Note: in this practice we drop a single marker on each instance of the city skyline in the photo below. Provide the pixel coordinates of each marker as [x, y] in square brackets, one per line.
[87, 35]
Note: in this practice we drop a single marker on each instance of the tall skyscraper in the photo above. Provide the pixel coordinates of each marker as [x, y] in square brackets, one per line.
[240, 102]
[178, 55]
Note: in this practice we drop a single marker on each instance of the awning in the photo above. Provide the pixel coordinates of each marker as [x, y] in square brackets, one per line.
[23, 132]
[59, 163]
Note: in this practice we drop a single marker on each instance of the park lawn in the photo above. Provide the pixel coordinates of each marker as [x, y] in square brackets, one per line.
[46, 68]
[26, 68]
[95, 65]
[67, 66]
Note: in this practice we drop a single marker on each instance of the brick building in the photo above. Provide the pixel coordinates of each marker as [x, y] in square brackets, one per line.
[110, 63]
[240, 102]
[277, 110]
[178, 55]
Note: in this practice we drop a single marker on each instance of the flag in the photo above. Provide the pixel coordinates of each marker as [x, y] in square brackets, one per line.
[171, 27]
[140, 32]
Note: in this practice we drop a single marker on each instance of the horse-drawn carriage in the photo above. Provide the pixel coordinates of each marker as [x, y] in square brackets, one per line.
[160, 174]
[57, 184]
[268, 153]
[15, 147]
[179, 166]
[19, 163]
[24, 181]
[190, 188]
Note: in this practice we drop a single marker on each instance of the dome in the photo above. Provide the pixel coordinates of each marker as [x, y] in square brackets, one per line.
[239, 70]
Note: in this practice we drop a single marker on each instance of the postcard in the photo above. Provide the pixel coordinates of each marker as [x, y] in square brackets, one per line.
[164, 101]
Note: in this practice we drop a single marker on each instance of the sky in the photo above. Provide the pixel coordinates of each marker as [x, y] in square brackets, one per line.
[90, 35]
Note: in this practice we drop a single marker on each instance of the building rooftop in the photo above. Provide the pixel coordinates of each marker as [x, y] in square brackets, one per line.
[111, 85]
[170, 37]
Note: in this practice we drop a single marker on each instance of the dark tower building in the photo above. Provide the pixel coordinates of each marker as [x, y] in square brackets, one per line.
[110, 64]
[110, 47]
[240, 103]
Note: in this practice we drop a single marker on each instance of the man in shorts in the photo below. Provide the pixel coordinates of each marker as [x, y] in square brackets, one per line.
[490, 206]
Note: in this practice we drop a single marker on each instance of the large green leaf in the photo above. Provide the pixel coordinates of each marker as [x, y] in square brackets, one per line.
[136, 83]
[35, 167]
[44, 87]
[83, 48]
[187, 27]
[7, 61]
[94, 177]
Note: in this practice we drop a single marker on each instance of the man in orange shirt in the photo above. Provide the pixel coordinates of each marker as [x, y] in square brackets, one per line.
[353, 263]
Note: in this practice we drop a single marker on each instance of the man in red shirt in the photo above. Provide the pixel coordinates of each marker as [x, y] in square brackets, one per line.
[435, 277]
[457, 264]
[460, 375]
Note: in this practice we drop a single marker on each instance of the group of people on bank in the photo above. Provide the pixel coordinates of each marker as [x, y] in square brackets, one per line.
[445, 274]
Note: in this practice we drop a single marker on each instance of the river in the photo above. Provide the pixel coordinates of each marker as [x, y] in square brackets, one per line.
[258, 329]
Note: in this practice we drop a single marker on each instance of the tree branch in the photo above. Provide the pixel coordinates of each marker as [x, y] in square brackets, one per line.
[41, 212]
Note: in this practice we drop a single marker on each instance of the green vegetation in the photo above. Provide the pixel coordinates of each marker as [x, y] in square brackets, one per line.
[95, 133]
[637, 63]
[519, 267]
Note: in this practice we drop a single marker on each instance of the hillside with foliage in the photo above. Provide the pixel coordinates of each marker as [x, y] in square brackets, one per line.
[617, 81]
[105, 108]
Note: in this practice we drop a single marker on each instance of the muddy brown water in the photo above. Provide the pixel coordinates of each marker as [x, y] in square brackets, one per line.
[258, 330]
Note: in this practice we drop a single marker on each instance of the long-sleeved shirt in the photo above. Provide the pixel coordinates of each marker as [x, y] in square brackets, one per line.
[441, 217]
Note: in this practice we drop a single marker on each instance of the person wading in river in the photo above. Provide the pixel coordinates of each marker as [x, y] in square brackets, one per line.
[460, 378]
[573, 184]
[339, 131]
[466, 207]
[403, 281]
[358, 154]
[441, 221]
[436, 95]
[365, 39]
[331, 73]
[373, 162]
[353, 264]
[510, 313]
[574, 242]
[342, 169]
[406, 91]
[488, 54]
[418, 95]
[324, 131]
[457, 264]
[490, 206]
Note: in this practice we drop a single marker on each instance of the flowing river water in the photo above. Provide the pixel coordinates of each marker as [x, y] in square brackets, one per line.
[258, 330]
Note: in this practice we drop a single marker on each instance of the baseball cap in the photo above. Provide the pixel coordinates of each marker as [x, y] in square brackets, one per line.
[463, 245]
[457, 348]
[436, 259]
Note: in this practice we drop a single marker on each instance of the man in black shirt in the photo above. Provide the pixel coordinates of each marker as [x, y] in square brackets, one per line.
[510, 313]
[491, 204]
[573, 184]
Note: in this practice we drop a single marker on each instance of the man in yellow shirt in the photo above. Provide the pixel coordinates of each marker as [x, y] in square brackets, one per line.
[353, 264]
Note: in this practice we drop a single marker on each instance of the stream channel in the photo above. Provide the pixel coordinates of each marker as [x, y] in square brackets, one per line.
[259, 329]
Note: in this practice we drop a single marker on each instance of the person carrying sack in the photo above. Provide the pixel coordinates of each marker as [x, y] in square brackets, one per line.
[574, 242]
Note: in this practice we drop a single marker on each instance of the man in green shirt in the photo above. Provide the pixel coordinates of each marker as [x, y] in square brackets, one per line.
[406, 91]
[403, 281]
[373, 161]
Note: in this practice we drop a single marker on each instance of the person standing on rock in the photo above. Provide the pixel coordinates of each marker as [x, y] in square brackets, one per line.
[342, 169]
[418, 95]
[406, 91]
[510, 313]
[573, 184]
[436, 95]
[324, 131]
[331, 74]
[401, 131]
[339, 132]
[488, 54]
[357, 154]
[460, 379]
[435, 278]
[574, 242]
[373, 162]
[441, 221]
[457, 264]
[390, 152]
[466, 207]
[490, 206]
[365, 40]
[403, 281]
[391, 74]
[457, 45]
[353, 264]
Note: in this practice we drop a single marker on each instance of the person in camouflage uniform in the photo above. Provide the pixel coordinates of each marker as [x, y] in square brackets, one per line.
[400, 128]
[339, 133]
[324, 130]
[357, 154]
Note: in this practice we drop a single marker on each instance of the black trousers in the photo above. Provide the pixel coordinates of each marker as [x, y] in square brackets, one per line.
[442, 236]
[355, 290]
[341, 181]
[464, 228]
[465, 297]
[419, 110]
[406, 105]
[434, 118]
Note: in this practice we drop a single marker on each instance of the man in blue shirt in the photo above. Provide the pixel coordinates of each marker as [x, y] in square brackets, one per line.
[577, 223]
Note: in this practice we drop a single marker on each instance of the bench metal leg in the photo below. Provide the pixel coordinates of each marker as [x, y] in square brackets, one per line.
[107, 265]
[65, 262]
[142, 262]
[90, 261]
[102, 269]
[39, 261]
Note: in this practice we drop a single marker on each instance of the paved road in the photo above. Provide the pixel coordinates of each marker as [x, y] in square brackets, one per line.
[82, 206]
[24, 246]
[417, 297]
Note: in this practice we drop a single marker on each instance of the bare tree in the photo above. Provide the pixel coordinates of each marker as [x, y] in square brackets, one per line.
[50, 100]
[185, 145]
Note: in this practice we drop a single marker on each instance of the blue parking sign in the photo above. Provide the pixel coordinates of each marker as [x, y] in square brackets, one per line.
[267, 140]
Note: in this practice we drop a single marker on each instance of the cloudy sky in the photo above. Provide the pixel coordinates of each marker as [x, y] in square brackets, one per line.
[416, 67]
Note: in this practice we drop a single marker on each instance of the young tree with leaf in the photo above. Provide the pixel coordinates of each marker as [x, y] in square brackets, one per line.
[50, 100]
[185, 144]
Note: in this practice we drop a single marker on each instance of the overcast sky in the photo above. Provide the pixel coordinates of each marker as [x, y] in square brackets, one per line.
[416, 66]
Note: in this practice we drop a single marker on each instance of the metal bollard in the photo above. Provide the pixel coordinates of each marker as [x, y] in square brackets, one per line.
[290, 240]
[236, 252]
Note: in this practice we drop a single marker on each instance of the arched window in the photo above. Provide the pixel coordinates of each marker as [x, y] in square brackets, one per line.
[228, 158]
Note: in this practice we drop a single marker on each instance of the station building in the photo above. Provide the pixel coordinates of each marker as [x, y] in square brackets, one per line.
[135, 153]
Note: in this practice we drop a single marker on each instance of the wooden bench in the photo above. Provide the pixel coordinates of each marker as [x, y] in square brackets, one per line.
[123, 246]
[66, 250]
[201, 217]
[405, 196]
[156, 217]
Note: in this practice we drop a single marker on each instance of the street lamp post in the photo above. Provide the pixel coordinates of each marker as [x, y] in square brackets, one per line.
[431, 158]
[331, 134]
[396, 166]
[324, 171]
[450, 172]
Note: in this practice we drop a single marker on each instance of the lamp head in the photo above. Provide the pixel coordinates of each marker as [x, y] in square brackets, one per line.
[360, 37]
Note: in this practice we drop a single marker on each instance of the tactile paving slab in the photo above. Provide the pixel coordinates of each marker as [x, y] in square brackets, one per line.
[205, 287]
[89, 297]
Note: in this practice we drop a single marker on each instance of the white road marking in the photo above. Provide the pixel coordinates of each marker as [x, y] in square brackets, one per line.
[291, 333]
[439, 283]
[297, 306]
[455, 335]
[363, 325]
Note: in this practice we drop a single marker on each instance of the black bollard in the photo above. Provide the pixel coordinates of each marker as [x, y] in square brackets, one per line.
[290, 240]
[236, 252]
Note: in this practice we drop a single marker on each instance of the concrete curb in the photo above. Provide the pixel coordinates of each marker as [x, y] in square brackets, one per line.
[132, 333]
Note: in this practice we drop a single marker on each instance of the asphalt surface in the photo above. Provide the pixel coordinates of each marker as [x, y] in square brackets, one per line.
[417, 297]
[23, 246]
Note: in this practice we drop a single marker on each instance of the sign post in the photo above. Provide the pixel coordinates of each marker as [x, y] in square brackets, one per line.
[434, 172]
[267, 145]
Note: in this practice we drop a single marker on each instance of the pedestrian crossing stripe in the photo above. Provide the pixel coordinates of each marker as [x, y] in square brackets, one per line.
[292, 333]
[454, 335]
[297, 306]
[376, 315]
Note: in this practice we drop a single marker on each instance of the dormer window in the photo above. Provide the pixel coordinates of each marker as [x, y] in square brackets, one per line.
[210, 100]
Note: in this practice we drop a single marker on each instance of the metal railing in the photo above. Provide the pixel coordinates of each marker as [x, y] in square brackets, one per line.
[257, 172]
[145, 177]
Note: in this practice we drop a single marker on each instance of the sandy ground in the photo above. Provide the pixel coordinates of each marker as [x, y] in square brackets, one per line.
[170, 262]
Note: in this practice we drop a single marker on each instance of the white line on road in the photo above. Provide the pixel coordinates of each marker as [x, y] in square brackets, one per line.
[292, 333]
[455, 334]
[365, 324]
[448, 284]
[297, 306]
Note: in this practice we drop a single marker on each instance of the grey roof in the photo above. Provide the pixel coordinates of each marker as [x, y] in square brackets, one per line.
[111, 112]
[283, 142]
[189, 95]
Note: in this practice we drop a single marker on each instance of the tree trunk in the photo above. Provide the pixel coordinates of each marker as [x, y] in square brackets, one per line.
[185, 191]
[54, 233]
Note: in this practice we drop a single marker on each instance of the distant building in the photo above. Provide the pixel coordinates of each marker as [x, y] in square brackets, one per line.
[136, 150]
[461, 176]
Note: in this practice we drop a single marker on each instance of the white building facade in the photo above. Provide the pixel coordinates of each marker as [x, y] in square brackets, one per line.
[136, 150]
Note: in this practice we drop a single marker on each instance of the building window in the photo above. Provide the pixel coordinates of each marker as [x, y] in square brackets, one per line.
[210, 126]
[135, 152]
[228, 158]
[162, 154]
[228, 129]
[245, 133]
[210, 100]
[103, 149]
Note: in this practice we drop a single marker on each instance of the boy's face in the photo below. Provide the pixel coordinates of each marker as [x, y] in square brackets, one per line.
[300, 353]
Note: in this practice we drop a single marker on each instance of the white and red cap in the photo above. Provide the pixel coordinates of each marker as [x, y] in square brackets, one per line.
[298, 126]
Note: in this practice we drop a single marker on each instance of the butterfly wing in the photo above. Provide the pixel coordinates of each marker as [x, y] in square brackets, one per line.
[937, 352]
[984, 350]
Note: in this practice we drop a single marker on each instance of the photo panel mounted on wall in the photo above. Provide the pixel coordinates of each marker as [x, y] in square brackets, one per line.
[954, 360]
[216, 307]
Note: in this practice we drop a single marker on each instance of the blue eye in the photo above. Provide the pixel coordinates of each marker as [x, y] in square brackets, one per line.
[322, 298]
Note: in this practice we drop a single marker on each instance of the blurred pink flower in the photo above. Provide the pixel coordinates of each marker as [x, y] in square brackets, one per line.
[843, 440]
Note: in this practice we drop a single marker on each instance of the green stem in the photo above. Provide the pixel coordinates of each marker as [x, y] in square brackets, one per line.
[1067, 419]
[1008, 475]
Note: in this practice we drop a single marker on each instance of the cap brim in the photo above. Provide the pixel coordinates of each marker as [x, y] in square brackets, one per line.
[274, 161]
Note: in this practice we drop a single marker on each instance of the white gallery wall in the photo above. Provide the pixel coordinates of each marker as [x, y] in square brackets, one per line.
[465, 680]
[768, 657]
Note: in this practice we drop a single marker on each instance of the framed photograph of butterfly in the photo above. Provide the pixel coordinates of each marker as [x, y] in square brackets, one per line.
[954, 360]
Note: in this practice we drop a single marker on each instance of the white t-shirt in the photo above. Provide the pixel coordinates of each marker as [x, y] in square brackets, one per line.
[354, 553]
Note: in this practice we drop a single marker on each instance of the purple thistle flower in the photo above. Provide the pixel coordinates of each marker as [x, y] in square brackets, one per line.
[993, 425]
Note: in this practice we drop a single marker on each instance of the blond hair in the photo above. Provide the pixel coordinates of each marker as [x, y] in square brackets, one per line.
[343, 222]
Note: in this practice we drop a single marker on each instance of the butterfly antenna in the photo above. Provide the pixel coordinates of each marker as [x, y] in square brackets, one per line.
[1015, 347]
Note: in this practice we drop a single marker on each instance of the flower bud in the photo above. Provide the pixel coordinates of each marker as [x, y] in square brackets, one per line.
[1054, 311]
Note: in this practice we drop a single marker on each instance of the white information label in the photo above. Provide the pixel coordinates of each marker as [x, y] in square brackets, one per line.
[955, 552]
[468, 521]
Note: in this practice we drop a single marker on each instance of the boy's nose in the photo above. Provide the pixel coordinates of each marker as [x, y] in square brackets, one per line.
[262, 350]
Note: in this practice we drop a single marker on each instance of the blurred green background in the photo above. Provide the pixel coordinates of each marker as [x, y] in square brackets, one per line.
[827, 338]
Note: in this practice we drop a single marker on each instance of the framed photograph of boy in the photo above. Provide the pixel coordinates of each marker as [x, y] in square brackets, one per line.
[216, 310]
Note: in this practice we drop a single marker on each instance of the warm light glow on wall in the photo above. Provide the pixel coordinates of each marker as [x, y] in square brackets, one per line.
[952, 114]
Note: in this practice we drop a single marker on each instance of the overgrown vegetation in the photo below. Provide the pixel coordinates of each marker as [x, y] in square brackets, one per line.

########################################

### EXERCISE DESCRIPTION
Rewrite every line of the material above, from the line containing "the butterfly antenna" through the line containing "[1054, 311]", with each x and y coordinate shifted up by 35 and all other text left as is.

### REPLY
Note: in this practice we drop a single marker on each instance of the butterfly antenna in the photo above. Provide the pixel coordinates of each marker as [x, y] in square brackets, one per line.
[1050, 382]
Note: in this practice we drop a single marker on each instance of the flower bud in the photo above. Provide the pixel coordinates of each marker as [x, y] in square brackets, one per line.
[1089, 346]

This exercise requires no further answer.